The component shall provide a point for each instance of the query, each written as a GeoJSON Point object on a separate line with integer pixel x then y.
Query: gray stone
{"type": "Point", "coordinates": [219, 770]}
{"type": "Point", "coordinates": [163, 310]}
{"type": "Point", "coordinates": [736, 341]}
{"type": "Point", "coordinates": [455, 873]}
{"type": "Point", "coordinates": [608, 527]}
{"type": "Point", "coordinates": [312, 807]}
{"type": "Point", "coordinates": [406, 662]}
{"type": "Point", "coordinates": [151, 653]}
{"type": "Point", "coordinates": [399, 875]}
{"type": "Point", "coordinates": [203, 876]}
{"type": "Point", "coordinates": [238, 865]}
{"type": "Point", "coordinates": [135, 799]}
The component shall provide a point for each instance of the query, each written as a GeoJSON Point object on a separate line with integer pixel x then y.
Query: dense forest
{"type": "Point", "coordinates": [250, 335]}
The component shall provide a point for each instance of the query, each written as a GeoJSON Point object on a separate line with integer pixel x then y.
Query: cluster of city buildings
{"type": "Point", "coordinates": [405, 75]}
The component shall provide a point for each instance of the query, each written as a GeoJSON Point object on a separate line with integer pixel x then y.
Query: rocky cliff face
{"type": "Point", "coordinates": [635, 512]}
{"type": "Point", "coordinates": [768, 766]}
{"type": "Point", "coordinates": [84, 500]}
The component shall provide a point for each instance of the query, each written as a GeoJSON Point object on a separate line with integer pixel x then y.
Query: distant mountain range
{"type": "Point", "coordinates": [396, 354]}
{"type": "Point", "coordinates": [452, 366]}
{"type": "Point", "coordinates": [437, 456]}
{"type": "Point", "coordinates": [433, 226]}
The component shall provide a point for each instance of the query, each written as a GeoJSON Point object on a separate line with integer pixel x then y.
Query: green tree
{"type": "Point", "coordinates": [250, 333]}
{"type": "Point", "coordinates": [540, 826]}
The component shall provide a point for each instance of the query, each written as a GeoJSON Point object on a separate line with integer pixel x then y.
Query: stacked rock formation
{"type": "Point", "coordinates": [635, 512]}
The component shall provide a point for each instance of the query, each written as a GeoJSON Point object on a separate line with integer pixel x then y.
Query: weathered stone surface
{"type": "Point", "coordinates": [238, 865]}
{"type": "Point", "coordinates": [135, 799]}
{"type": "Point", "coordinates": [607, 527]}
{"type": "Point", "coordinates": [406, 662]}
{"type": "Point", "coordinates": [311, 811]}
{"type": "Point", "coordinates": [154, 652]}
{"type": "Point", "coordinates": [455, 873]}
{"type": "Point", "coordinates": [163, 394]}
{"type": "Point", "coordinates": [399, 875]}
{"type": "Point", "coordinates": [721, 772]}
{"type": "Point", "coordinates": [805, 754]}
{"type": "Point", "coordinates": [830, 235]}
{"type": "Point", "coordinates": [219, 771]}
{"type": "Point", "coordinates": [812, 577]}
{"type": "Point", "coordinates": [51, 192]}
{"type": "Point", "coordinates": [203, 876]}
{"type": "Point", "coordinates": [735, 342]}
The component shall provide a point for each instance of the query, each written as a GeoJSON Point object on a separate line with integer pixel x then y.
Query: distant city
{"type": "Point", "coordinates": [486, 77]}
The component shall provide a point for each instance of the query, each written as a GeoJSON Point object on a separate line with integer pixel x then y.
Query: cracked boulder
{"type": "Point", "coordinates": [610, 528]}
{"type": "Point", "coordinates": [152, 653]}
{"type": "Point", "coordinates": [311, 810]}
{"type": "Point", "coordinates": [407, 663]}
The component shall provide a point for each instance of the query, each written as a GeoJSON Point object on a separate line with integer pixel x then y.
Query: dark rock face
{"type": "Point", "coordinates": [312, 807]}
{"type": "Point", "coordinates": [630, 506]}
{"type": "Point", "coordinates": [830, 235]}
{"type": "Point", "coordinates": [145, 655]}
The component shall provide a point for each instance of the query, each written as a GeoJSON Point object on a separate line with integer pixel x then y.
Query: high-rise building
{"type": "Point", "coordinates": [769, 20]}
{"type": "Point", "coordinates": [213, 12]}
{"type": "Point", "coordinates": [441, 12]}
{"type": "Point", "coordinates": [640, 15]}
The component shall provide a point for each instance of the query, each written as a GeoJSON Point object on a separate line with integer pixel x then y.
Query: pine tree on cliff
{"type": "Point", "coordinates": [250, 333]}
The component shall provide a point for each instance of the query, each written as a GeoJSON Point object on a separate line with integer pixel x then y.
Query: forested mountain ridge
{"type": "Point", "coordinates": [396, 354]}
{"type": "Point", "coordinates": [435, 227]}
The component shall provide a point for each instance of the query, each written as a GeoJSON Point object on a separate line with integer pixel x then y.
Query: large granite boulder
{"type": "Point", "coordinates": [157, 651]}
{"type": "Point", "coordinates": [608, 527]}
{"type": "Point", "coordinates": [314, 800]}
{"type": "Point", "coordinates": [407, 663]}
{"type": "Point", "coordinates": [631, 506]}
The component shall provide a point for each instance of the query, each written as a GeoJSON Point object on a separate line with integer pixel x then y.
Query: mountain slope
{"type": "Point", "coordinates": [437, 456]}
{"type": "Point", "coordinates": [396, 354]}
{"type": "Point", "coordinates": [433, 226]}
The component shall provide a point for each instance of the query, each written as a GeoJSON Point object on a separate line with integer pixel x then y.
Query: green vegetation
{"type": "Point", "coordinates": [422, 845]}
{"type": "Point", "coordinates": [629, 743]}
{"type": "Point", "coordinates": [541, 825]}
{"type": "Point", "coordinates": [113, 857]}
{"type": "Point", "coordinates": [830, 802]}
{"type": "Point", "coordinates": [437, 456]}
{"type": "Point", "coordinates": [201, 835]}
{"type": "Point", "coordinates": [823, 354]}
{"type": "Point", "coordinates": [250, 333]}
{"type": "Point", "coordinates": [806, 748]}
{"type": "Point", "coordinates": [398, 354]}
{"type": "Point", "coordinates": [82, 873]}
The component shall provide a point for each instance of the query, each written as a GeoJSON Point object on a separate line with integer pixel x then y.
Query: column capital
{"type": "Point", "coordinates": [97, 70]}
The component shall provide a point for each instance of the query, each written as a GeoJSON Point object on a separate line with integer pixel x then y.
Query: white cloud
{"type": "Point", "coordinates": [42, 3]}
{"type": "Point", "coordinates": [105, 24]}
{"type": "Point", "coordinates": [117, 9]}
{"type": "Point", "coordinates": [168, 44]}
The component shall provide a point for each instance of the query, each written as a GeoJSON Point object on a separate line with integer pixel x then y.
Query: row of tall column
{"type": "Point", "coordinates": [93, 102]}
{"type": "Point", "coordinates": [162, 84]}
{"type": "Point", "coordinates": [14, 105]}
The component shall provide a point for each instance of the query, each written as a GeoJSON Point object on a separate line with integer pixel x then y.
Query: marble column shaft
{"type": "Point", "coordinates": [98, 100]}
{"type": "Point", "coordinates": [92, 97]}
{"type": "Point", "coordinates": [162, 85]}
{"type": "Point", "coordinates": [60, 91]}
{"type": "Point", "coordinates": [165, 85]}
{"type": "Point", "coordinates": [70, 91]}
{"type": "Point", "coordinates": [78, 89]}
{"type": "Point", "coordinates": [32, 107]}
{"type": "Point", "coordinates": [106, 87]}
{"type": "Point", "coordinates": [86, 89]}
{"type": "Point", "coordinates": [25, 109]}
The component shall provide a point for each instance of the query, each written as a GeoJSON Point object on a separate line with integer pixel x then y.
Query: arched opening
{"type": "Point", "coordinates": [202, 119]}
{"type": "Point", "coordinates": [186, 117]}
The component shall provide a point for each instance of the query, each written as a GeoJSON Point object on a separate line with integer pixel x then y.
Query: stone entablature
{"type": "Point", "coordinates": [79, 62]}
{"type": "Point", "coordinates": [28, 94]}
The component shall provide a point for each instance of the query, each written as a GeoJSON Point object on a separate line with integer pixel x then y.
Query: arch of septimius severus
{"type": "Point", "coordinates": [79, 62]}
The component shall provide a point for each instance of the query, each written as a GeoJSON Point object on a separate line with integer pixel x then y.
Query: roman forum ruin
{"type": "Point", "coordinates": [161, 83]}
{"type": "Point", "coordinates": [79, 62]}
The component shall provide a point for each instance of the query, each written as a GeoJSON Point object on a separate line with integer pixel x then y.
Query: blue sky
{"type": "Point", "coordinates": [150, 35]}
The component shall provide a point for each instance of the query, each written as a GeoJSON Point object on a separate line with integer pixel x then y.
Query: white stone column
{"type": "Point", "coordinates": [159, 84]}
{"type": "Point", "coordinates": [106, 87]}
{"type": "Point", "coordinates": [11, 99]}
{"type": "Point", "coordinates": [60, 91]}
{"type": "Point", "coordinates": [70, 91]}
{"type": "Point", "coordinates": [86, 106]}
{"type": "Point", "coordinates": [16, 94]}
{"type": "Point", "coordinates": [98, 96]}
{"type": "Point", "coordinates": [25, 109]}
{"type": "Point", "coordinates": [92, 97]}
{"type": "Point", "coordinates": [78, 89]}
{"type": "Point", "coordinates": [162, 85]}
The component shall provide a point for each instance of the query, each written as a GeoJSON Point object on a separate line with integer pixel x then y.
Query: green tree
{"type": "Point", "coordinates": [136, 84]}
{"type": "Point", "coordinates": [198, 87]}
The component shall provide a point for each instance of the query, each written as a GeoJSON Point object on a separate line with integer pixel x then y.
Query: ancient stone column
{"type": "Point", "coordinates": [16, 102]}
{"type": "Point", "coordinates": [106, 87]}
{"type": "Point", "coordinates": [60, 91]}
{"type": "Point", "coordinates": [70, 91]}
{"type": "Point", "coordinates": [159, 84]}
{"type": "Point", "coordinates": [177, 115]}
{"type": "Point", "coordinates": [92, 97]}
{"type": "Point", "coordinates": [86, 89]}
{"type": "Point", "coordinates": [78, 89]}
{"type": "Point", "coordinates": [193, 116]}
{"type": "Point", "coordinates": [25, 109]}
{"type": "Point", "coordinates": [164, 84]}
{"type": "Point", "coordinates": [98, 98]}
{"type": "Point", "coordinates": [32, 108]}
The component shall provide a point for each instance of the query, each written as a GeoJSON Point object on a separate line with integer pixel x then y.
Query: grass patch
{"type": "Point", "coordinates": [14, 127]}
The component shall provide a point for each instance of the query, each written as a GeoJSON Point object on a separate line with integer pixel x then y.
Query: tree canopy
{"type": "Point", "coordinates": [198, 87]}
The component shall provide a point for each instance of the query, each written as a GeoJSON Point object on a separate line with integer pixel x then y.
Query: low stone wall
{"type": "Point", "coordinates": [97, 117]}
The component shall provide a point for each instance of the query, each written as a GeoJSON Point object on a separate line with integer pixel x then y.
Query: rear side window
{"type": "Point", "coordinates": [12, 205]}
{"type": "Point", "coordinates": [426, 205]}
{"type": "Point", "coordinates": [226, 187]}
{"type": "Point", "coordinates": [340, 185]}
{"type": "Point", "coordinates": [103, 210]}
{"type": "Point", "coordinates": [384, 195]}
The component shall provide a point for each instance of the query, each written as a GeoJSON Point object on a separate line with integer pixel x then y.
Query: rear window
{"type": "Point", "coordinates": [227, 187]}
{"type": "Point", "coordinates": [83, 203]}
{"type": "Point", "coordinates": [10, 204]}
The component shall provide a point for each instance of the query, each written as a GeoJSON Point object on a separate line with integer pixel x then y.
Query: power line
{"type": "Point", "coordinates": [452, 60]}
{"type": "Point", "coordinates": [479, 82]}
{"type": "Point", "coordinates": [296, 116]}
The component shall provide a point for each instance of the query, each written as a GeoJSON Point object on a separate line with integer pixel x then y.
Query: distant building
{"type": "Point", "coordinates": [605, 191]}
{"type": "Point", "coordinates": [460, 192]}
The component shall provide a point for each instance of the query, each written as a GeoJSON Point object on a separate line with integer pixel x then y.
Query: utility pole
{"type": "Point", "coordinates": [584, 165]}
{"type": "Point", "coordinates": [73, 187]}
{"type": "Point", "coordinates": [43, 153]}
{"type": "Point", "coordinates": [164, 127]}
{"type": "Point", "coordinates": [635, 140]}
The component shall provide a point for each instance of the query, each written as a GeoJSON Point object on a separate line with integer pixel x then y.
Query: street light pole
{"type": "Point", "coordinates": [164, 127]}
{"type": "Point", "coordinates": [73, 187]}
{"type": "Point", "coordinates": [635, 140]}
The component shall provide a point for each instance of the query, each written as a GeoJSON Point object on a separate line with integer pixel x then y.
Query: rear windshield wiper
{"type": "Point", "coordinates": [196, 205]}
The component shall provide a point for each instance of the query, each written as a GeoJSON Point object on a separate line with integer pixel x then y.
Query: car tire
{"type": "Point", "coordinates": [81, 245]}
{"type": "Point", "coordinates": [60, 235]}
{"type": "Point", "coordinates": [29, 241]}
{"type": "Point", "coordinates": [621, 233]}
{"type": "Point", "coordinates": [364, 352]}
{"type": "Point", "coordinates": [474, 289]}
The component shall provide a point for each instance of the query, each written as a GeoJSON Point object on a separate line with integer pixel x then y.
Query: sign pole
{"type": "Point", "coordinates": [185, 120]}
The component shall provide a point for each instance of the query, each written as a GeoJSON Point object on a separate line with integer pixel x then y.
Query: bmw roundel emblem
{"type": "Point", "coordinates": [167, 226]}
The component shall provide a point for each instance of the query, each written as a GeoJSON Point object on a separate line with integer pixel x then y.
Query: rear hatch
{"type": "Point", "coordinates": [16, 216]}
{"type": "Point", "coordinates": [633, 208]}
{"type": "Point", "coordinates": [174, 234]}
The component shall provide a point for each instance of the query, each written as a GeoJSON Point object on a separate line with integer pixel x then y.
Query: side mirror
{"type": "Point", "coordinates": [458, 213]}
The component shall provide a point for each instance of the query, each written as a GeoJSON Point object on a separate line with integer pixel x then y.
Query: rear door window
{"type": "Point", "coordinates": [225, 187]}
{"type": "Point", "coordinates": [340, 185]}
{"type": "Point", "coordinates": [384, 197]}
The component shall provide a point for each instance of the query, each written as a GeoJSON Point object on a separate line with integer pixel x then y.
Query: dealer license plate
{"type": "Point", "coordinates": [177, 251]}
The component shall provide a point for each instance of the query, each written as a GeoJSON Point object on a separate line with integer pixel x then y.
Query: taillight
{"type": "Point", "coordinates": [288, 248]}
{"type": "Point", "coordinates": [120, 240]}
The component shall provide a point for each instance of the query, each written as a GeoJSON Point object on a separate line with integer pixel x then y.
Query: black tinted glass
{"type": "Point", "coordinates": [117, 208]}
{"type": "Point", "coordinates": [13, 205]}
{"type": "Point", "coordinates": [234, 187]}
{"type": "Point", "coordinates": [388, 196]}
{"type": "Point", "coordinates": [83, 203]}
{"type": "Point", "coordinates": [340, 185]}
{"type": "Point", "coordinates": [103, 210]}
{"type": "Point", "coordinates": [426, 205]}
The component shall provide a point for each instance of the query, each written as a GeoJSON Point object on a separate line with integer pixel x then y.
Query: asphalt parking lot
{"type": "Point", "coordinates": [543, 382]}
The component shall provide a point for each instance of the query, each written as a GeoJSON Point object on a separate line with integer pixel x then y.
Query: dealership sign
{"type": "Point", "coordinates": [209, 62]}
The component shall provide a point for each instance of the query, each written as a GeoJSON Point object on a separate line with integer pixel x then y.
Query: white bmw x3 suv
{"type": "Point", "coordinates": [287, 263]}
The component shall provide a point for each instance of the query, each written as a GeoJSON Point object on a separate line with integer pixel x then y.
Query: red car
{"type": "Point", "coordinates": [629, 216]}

____

Gather every line in the rows above that contains the string "boulder". Treat uppercase and lowercase letters as different.

Query: cracked boulder
Query: large granite boulder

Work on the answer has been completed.